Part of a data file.
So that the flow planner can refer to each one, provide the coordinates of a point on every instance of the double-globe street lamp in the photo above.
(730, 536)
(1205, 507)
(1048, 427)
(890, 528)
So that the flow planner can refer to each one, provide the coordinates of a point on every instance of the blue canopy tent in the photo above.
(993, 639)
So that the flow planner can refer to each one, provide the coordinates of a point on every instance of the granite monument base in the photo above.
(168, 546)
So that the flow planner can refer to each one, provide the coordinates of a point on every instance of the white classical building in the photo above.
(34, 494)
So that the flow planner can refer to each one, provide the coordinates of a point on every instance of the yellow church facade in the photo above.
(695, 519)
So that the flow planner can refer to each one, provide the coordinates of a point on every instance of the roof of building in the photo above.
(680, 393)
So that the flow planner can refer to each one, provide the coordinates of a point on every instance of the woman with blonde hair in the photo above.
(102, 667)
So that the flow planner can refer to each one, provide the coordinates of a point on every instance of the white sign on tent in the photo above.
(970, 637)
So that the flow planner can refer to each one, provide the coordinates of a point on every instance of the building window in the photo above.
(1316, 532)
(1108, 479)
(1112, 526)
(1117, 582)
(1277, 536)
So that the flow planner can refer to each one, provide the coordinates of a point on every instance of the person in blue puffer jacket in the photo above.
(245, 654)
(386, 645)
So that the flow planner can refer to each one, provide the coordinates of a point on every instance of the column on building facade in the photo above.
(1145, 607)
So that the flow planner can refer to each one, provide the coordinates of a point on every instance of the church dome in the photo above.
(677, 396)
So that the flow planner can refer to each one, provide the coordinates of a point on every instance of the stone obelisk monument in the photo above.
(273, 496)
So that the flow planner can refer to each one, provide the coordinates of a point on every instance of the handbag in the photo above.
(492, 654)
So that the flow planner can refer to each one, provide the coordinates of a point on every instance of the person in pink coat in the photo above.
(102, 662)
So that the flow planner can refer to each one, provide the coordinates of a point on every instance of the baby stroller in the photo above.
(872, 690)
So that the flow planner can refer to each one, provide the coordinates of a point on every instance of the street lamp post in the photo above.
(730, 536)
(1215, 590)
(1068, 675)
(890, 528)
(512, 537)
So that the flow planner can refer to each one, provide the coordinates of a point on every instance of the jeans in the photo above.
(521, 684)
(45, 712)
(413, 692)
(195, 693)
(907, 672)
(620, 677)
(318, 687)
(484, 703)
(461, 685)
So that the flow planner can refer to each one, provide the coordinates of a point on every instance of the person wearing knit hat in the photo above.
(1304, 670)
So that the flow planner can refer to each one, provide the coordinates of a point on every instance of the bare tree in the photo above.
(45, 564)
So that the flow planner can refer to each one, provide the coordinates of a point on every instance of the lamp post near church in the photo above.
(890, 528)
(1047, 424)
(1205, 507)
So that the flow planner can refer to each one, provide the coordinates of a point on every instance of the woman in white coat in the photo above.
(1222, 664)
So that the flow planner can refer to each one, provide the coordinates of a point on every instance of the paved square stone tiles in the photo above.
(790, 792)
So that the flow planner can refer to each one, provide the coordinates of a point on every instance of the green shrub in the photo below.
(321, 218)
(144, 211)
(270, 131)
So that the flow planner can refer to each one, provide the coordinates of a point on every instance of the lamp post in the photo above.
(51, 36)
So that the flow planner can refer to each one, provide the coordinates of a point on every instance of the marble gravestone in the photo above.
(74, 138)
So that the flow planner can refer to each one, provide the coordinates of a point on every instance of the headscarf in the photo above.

Problem to solve. Please rescale the rows from the one containing "church in the photo above." through the final row, both ends included: repeat each row, requests unchanged, but multiply every coordinate in the answers by 2.15, rounding to whole numbers with halves going up.

Written response.
So that the flow planner can refer to each one, provide the coordinates of a point on every instance of the lamp post near church in the photo above.
(1914, 1135)
(2251, 912)
(2591, 1090)
So that the flow planner can refer to each one, provide the coordinates of a point on every instance of the woman in white coat in the photo above.
(2627, 1428)
So that the flow planner can refer to each one, provide the coordinates of a point on every instance of the paved square stone tiles in the photo above.
(1699, 1703)
So that the flow planner can refer to each one, provide the coordinates of a point on every instance of the green shrub in the photo below.
(690, 469)
(310, 454)
(581, 282)
So that the flow planner can refer to each one, provide the coordinates of a point on every instance of the lamp post in the photo above.
(110, 77)
So that the flow planner can refer to each one, provide the coordinates of a point on every instance of the marble gravestone in the photo above.
(159, 297)
So that the flow planner can refer to each one, provide the coordinates of a point on every instance of the headscarf in the photo above.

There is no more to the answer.